— Exercise goal —
Only one stretch of the data below is wanted: the lines from the one with "Domain: lane-usage study. Target: grass." through the one with "Domain: lane-usage study. Target: horse's hind", repeated exactly.

— Exercise data —
========================================================================

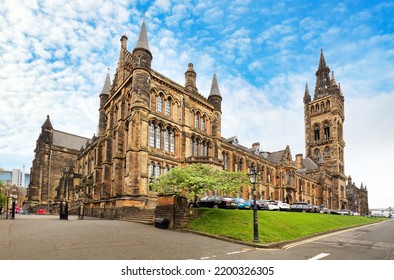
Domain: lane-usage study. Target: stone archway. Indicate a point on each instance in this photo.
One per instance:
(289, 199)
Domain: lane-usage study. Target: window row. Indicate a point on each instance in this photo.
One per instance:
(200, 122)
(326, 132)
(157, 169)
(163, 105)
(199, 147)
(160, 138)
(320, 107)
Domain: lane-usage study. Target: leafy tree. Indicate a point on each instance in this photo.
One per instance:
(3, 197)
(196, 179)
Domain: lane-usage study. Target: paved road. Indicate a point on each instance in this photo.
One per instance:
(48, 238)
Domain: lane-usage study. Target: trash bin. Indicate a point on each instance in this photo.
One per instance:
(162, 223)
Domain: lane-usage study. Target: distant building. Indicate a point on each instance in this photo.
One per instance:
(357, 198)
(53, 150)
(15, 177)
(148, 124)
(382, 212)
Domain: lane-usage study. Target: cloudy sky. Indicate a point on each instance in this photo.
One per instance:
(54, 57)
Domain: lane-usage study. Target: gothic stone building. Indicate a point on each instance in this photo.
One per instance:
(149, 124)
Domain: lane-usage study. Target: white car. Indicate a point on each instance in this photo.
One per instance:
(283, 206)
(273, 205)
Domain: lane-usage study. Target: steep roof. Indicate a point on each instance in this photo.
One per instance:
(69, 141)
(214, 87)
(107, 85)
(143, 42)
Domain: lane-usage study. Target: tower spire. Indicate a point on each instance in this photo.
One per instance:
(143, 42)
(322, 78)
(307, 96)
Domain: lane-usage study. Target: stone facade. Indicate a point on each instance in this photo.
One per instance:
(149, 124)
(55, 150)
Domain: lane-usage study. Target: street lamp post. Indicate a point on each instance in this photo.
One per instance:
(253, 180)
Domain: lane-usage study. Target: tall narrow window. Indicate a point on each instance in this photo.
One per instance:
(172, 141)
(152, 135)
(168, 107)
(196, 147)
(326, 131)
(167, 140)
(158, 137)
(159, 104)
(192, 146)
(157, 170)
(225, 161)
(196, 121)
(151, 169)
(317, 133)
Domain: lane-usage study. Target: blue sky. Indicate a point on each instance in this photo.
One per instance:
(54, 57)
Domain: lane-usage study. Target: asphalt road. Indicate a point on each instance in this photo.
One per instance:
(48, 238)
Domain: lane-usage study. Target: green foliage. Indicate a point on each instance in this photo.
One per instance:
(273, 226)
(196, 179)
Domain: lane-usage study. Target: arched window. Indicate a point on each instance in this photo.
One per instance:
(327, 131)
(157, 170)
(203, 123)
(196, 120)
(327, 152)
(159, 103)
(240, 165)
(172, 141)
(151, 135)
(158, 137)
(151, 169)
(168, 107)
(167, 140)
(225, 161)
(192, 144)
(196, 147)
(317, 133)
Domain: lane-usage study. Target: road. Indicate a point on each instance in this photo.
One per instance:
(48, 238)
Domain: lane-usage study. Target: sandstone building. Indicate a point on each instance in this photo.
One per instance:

========================================================================

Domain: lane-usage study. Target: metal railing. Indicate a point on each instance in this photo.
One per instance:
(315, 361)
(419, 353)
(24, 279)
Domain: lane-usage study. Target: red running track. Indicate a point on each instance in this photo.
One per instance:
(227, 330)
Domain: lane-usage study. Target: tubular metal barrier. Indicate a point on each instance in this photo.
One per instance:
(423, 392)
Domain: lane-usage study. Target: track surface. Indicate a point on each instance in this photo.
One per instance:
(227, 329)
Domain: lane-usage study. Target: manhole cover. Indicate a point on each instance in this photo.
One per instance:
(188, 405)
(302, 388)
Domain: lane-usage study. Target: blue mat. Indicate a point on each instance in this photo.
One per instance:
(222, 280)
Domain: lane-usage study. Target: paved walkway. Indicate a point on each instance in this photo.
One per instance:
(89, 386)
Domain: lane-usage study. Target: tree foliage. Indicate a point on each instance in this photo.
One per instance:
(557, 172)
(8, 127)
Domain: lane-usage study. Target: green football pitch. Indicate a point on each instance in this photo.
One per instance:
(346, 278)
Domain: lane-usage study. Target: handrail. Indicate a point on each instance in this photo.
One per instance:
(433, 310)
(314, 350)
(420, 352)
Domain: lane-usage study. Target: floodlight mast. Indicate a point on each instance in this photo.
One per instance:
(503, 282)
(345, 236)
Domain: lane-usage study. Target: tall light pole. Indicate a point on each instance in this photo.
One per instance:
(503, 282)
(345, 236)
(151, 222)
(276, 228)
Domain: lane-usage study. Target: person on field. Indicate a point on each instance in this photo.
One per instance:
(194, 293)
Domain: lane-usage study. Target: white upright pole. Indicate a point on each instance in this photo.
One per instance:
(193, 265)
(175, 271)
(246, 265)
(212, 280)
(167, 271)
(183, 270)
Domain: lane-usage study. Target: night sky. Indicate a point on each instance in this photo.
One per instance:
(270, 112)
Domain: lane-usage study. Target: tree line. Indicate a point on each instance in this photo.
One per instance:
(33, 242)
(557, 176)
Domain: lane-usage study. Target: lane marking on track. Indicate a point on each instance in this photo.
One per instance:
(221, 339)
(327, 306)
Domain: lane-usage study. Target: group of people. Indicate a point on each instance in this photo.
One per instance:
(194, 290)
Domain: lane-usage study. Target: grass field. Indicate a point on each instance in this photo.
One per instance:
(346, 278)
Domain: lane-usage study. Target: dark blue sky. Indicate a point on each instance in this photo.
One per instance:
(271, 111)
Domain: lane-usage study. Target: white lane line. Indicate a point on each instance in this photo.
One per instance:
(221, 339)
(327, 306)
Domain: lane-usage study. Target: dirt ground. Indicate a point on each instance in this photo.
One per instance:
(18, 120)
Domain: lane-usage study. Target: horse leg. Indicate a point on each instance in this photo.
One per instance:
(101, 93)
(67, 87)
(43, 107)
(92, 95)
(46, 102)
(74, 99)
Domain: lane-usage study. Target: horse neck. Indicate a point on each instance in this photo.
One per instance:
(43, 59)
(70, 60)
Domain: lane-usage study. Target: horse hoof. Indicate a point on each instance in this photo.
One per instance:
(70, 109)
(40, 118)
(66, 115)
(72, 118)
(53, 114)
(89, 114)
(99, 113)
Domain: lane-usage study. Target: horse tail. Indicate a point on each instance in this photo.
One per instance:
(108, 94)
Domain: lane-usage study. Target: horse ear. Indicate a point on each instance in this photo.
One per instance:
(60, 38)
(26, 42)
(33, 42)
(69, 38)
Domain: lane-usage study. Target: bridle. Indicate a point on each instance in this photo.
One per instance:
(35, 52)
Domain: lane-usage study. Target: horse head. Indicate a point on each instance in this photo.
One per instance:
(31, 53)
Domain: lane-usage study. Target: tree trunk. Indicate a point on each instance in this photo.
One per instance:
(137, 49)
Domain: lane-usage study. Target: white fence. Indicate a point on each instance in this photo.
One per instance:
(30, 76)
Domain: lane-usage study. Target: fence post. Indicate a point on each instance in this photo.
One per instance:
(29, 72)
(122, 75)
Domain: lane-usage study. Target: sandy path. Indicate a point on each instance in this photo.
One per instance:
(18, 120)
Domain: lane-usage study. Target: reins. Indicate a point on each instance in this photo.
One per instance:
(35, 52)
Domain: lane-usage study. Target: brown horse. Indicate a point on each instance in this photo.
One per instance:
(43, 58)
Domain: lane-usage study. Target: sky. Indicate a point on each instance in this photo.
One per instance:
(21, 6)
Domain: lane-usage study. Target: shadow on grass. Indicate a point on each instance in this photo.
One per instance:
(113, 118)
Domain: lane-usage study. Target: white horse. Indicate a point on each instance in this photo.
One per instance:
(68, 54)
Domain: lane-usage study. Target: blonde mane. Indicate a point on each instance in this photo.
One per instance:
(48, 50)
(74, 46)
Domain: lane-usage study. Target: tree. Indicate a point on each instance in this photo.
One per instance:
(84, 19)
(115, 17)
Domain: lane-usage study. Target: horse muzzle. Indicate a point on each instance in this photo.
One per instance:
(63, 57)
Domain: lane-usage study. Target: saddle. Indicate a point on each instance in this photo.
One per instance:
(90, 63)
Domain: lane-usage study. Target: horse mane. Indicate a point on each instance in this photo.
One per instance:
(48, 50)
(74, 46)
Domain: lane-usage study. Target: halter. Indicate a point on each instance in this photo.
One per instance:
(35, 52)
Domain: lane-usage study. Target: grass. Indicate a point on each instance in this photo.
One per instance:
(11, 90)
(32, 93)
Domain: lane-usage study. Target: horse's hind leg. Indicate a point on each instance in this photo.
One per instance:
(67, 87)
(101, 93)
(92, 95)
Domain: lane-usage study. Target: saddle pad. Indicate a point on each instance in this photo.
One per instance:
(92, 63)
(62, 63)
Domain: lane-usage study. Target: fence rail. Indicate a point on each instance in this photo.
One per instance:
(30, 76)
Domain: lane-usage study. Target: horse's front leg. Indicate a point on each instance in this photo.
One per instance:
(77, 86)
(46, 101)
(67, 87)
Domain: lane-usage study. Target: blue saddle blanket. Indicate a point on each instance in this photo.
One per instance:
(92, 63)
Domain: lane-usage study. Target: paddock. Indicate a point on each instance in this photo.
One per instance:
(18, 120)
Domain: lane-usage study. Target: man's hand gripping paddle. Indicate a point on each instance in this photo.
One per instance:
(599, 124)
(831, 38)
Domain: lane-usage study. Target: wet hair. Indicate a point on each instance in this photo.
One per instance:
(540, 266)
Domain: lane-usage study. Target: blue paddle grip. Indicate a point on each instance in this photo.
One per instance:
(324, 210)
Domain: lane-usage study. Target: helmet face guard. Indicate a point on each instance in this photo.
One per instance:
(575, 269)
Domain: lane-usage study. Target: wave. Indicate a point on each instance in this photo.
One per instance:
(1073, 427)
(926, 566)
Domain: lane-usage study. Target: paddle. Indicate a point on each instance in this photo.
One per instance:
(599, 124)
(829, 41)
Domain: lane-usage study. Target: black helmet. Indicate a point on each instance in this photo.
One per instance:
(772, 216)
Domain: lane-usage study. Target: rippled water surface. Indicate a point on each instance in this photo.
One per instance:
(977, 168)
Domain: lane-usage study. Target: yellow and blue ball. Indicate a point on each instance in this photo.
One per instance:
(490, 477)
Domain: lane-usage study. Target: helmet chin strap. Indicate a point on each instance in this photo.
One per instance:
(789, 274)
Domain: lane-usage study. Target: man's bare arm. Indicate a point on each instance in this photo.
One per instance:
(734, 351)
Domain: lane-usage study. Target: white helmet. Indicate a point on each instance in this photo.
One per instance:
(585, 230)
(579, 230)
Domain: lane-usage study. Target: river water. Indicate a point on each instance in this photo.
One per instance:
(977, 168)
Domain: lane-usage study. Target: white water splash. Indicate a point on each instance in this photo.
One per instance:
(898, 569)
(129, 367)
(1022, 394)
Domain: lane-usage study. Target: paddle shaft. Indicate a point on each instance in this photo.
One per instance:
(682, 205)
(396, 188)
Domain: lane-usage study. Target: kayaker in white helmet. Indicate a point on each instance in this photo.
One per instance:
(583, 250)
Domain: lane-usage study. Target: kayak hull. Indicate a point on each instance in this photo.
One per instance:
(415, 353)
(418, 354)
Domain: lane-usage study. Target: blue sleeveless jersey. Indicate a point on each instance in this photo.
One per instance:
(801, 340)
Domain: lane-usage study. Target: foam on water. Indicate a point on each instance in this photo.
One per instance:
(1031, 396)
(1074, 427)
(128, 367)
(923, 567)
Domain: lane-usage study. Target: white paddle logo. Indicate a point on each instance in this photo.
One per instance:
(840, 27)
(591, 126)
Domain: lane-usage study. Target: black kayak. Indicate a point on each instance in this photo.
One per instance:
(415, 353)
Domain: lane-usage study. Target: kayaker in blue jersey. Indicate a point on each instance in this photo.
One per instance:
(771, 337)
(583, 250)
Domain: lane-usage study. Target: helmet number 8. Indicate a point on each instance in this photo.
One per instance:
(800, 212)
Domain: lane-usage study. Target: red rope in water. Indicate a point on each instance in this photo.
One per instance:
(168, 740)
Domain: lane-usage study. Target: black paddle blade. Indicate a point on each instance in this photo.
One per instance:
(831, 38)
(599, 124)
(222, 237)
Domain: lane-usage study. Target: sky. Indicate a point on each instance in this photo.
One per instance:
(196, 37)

========================================================================

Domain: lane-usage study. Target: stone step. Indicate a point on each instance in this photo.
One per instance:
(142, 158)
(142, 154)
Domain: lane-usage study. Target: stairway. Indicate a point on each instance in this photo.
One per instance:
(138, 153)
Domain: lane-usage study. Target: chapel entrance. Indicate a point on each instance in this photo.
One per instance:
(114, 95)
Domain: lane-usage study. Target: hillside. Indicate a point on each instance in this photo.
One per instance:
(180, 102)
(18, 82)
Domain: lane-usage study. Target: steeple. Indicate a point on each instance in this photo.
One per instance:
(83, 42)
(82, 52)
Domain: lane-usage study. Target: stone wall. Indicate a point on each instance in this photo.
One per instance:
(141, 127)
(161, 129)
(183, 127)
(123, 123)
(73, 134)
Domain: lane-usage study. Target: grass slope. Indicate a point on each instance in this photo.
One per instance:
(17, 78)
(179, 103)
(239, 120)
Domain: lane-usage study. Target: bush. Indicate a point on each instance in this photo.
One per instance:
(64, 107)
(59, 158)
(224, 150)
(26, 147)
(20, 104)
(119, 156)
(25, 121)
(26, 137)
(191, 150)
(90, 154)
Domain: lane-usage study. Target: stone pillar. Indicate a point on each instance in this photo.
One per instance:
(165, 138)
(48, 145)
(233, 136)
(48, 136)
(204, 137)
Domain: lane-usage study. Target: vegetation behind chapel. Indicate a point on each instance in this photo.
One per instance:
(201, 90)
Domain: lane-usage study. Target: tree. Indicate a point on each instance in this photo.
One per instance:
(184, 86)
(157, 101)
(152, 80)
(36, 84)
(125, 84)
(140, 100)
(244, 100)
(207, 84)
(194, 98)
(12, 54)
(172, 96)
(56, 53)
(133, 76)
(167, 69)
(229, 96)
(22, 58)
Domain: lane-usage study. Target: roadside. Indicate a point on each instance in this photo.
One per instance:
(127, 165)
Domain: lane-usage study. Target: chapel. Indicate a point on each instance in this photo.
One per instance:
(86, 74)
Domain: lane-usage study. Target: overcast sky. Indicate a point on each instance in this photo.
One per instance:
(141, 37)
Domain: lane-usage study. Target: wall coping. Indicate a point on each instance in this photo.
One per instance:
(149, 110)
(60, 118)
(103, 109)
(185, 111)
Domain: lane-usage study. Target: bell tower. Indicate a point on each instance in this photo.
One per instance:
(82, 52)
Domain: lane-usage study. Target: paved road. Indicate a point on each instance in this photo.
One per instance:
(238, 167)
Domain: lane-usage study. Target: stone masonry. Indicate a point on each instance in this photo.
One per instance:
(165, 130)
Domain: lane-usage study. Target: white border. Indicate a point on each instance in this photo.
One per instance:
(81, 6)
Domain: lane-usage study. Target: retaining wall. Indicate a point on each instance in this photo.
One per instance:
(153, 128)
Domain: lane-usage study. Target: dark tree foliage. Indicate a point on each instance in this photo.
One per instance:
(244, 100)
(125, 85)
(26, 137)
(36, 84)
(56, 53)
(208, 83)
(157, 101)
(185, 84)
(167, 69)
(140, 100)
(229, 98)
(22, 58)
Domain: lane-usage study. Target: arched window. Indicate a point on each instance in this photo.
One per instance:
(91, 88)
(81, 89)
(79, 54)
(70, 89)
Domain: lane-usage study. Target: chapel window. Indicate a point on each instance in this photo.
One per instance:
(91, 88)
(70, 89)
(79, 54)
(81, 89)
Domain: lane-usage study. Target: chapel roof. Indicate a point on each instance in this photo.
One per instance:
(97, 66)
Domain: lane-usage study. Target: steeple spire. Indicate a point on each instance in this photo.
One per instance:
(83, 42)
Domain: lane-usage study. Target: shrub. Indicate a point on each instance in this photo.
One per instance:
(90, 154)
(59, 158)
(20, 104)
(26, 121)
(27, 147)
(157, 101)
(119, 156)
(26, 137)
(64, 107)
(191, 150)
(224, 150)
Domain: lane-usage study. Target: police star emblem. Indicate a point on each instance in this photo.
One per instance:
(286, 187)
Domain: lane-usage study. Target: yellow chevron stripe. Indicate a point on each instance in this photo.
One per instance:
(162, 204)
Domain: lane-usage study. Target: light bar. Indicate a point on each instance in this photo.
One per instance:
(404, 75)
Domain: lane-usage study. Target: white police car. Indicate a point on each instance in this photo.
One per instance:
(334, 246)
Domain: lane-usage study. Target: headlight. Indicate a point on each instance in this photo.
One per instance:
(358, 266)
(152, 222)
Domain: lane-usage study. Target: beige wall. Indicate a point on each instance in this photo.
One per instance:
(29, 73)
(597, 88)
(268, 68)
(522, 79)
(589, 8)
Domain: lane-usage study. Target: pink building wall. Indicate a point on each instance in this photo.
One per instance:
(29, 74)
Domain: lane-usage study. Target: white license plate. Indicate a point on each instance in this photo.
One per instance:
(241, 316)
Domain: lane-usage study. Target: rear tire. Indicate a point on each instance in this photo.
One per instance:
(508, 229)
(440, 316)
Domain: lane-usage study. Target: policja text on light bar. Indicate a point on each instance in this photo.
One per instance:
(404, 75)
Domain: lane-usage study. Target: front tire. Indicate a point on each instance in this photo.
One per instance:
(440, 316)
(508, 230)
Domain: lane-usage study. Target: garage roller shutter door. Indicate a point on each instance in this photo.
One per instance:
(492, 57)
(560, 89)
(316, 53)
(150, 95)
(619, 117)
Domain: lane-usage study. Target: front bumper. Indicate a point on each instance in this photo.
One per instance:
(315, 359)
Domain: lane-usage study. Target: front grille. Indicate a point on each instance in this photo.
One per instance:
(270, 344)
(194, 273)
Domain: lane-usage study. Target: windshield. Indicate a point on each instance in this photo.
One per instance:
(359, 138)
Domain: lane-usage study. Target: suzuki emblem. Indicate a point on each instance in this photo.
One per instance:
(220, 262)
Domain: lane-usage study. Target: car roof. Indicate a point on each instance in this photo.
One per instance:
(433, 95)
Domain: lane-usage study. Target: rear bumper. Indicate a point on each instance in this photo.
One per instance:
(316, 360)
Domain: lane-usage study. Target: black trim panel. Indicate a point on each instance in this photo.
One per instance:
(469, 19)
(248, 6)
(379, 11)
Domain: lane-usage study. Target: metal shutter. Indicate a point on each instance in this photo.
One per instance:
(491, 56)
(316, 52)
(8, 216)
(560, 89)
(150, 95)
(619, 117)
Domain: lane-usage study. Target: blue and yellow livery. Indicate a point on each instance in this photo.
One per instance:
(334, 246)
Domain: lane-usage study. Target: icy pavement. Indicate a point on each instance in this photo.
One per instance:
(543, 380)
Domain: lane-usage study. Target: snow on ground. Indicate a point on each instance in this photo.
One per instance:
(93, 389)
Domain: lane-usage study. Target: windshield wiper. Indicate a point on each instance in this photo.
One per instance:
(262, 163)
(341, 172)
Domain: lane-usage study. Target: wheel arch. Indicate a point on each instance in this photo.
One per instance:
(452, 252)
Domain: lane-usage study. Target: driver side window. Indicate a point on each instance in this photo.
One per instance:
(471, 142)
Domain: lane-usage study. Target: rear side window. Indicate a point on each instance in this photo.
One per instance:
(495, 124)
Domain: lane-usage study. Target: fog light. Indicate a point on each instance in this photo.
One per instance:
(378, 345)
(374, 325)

========================================================================

— Result for this exercise —
Domain: lane-usage study. Target: grass. Indicate a point on each instance in this photo.
One per instance:
(11, 90)
(32, 93)
Domain: lane-usage study. Target: horse's hind leg. Indicate a point on each instance in this photo.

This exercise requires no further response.